EXERCISE AIM: Give the line with "Query: santa hat" again, along with every line below it to the end of the records, word for word.

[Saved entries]
※

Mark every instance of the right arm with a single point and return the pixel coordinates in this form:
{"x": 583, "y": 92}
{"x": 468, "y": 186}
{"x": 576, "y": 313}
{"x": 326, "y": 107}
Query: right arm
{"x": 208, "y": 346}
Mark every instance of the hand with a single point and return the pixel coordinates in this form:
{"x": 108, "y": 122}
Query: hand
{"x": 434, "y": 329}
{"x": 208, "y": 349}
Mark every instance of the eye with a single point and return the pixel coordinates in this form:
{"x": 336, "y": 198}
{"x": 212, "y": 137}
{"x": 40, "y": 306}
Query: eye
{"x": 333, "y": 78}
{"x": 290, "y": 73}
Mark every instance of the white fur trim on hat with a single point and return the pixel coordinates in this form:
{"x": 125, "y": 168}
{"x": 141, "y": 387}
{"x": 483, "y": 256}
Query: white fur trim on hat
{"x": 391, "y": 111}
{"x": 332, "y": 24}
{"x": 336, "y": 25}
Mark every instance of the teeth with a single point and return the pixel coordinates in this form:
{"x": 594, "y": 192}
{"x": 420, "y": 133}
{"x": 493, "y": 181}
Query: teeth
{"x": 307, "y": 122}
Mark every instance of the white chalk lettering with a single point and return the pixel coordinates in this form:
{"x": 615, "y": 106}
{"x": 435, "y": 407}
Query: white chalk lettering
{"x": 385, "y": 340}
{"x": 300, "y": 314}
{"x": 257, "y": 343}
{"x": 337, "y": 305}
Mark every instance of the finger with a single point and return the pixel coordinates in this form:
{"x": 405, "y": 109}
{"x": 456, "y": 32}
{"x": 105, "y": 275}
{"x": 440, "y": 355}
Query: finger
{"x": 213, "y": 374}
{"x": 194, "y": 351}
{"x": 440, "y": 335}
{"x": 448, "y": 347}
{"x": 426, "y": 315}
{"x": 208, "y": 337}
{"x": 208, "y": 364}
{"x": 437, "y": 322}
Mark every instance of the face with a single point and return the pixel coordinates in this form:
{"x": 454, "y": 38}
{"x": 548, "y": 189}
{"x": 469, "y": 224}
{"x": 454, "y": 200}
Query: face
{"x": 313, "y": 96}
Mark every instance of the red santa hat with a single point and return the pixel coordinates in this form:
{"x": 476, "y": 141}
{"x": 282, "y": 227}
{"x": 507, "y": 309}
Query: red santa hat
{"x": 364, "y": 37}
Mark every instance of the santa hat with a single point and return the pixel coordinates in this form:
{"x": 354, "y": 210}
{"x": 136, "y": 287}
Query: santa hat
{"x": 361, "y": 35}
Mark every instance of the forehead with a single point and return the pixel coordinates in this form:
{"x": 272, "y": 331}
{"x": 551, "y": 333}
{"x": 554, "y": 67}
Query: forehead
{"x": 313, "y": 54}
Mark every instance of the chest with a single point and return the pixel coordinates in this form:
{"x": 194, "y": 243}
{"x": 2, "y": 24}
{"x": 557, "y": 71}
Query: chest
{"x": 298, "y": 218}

※

ANSWER TO THE PROBLEM:
Query: santa hat
{"x": 361, "y": 35}
Mark every instance of the forehead with a single point and return the pixel coordinates in this form:
{"x": 272, "y": 331}
{"x": 551, "y": 333}
{"x": 554, "y": 67}
Query: forehead
{"x": 313, "y": 54}
Mark every instance of the chest with a single point and return the pixel coordinates in this form:
{"x": 194, "y": 243}
{"x": 2, "y": 24}
{"x": 557, "y": 71}
Query: chest
{"x": 298, "y": 218}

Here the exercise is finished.